*What to work on*
Transcribe everything in the compiler talk transcript below, from "Now even when" down to "make stuff work.".

*Given passage*
|---|
Point cloudFacebookOpen source
Transcript: English(auto-generated)
So, in the autumn of 2008, I started implementing Mesa's GLSL compiler completely from scratch. We had a GLSL compiler, but for a whole bunch of reasons that I think I've talked
about in other talks at other conferences, it had to go. So I'd never written a compiler before, I'd taken a compiler's class at university, but that was it. So I did a couple of months of research, and I started on the project armed with two books. One was Steven Munchnick's seminal work, Advanced Compiler Design and Implementation.
Now even when I started this project, that book was already around 10 years old, and it was starting to feel a little bit dated. It had a very small section about SSA as, this is this new thing that people are starting to play around with. But, everything else that was in it was really detailed explanations of battle-tested algorithms,
and all of the algorithms and data structures in it were related back to actual production compilers that people were shipping, and the problems that people had with them, and things that they had to do to actually make stuff work.
So it was really, really solid, practical advice. And in fact, there's a JIT project started by some folks at Red Hat that's using the middle IR from that book as its basis. So people are still using this, it's still a great resource.
The other book that I had in the other hand was a retargetable C compiler. So the draw of this book, this book is by a couple of university researchers that's primarily about the LCC compiler. The draw of this book was Elberg, which was a code generator generator system, and
Burrs, the bottom-up rewrite system that they had to implement code generation in that compiler. So LCC has this tool that's part of it called Elberg that basically implements a domain-specific
language for generating code generators, where you have a set of statements where you have a pattern of IR to match, a blob of something that looks a bit like assembly code to generate, and then an estimate of how much that blob of assembly costs.
This set of code is then compiled down into some data and code that gets built into the compiler and used by the Burrs, the bottom-up rewrite system, to actually implement
the code generator in the compiler. So Burrs uses two passes to go over the IR trees. It does a bottom-up pass, where it looks at progressively larger and larger trees to kind of come up with what's the least cost way to implement this little bit,
and then kind of grow that up, and it decorates the tree as it goes up, and then it does a second pass going top-down to actually emit the code. So this has two orthogonal benefits.
One is that open-coded pattern matching code is really, really tedious to write and is super error-prone. So for example, on later Intel GPUs, we have a flag on the sources of logical operations that says, take the bitwise inverse of this source, so you can combine
NOTs with your sources. So we can use that, say, with, if you see an IR pattern of NOT of A and B, well, you can just invert A and B and implement an OR instruction instead. So instead of emitting two instructions, you can emit one.
|---|
*Information supplied*
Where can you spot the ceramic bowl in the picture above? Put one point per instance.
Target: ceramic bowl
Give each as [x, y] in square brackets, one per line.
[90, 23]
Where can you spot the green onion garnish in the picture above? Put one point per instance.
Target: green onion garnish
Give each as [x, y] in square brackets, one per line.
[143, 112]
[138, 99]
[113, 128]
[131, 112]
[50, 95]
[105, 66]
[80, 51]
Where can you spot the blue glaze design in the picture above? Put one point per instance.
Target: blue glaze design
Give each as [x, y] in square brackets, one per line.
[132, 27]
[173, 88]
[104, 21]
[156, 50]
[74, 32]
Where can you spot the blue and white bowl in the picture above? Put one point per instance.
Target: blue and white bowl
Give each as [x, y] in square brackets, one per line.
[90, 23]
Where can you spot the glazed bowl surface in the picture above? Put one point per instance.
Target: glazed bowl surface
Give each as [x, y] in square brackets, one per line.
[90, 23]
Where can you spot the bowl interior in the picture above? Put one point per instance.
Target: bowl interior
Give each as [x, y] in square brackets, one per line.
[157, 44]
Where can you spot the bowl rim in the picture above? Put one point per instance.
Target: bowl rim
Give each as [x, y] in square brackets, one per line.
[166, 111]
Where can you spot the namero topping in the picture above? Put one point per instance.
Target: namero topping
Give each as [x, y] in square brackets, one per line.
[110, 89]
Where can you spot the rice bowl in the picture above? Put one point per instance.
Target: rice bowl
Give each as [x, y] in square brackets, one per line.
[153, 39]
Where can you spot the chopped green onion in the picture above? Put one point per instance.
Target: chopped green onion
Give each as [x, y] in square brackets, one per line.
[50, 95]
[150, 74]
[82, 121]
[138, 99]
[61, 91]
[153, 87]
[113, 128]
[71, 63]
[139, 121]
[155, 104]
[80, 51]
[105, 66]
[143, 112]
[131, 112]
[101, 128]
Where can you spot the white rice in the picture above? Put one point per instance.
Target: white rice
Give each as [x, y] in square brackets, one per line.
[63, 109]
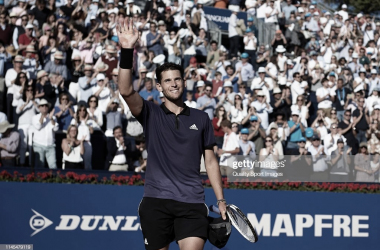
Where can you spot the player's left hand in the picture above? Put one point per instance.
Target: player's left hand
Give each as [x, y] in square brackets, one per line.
[223, 209]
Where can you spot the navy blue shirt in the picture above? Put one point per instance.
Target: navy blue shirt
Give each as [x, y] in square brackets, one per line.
[175, 145]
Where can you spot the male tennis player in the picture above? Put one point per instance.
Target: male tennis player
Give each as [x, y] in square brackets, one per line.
[176, 137]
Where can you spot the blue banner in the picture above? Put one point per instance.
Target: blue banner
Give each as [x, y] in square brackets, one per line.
[98, 217]
[222, 16]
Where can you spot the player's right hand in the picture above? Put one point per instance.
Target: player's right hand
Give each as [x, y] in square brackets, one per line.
[127, 33]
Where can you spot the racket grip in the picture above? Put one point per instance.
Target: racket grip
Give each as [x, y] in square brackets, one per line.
[214, 209]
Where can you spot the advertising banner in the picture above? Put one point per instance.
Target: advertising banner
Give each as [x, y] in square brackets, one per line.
[222, 16]
[80, 217]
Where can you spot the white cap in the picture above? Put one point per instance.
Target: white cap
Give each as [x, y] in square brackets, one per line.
[261, 70]
[29, 26]
[227, 84]
[100, 77]
[200, 84]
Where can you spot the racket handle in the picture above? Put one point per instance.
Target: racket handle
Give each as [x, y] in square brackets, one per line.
[214, 209]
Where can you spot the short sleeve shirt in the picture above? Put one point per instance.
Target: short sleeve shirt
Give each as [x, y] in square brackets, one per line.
[175, 144]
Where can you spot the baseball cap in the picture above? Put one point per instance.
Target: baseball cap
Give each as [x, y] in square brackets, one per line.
[309, 132]
[253, 118]
[244, 131]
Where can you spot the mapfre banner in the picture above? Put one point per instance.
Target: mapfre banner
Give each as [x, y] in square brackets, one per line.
[222, 16]
[98, 217]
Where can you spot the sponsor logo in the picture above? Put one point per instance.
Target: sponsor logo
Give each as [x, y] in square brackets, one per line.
[193, 127]
[320, 224]
[38, 222]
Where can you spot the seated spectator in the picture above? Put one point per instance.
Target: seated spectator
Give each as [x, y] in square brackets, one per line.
[247, 148]
[44, 125]
[150, 94]
[340, 163]
[57, 66]
[300, 168]
[73, 149]
[95, 114]
[26, 109]
[189, 100]
[102, 91]
[9, 143]
[117, 156]
[207, 103]
[64, 111]
[114, 116]
[230, 148]
[81, 120]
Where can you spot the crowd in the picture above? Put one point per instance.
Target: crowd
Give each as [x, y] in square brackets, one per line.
[290, 80]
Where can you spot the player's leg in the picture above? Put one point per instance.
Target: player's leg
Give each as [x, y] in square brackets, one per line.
[191, 243]
[157, 223]
[190, 225]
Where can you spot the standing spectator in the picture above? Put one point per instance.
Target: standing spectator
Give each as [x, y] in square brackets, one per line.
[102, 92]
[262, 108]
[73, 149]
[232, 33]
[114, 116]
[57, 66]
[64, 111]
[247, 147]
[26, 110]
[117, 151]
[320, 167]
[86, 83]
[363, 168]
[340, 161]
[206, 102]
[95, 114]
[361, 121]
[230, 148]
[81, 120]
[44, 125]
[9, 143]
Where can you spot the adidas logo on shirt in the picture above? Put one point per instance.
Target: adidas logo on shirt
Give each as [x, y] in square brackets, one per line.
[193, 127]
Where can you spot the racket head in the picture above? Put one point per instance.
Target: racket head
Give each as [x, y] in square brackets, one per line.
[241, 223]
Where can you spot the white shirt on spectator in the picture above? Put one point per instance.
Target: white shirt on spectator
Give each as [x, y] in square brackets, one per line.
[44, 133]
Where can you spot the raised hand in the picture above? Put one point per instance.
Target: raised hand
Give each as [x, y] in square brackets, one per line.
[127, 33]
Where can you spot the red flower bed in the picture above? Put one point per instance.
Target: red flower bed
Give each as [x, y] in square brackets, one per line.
[136, 180]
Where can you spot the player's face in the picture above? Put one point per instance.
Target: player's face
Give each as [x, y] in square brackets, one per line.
[172, 85]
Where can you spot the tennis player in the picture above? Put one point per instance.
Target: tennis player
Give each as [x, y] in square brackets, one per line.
[176, 137]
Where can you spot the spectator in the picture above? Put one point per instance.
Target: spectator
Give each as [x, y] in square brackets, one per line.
[44, 126]
[73, 149]
[57, 66]
[86, 83]
[81, 120]
[26, 110]
[230, 148]
[9, 143]
[114, 116]
[320, 168]
[64, 111]
[363, 168]
[102, 91]
[117, 151]
[340, 163]
[150, 94]
[95, 114]
[206, 102]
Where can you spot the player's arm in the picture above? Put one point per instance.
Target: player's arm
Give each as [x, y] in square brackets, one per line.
[128, 36]
[213, 171]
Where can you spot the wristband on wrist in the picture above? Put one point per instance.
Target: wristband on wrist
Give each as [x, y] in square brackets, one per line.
[219, 201]
[126, 58]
|---|
*Result for this exercise*
Now even when I started this project, that book was already around 10 years old, and it was starting to feel a little bit dated. It had a very small section about SSA as, this is this new thing that people are starting to play around with. But, everything else that was in it was really detailed explanations of battle-tested algorithms,
and all of the algorithms and data structures in it were related back to actual production compilers that people were shipping, and the problems that people had with them, and things that they had to do to actually make stuff work.